* Text excerpt *
<<<<
Listen to the scientists?
This is the science, but in the wake of the pandemic, the ranting about listening to the scientists, or at least the science, appears to have died.
High-intensity activities in schools? The kind of activities that cause homo sapiens to work up a sweat? Try selling that idea to your local school board in a country that has spawned fat acceptance, fat pride, fat empowerment and fat liberation movements as if being fat is a good thing.
It’s not.
It’s not healthy for the people who are fat, and it “costs the US healthcare system almost $173 billion a year” and growing, according to the CDC.
American progressives over-stuffed with good intentions should be outraged at the self-harm fat people are doing to themselves, given the health parallels between obesity, smoking, alcoholism and drug addictions. And penny-pinching American conservatives should be appalled at what our epidemic of girth is costing the country.
Were sense common (unfortunately, it’s not) you’d think they might collectively recognize that it is in the national interest to spread the message that Americans need to get moving again because “Exercise is Medicine.”
But good luck with that.
On top of this, the UnUnited States are now home to a $4.9 trillion industry that makes money off drugs, medical procedures and hospitals. And unhealthy people have a much greater need for those things than do healthy people.
This is the dark side of capitalism and, ironically, America’s form of socialism as well. The push for Medicaid funding is, after all, about more than just good intentions, which many have, and virtue signaling, which makes many feel good about themselves.
The push for Medicaid is also about a desire to keep public funds flowing to big pharma, doctors, hospitals, nursing homes and even air taxis that haul rural Alsakans to the city for health checks. There are a lot of businesses that benefit from the government spending close to $1 trillion to pay to treat people often unwilling to engage in the smallest of lifestyle changes to help improve their health, and sometimes uncaring as to whether they live or die.
>>>>
* Instructions *
(a) In the piece on obesity and health spending, how large is the industry that makes money off drugs, medical procedures and hospitals?
(b) Pull from the piece on obesity and health spending everything from "Listen to the" down to "to the CDC.", copied word for word.

* Supplied records *
<<<<
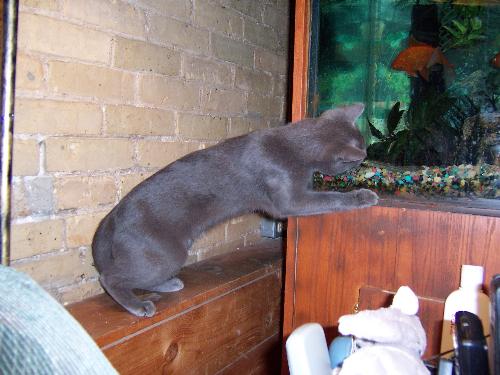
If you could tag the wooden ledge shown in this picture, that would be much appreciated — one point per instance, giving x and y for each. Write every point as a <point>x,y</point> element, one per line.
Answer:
<point>108,323</point>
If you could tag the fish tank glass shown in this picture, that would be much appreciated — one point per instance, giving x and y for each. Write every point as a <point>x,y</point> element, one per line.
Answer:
<point>428,73</point>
>>>>
* Answer section *
(a) It is a $4.9 trillion industry.

(b)
Listen to the scientists?
This is the science, but in the wake of the pandemic, the ranting about listening to the scientists, or at least the science, appears to have died.
High-intensity activities in schools? The kind of activities that cause homo sapiens to work up a sweat? Try selling that idea to your local school board in a country that has spawned fat acceptance, fat pride, fat empowerment and fat liberation movements as if being fat is a good thing.
It’s not.
It’s not healthy for the people who are fat, and it “costs the US healthcare system almost $173 billion a year” and growing, according to the CDC.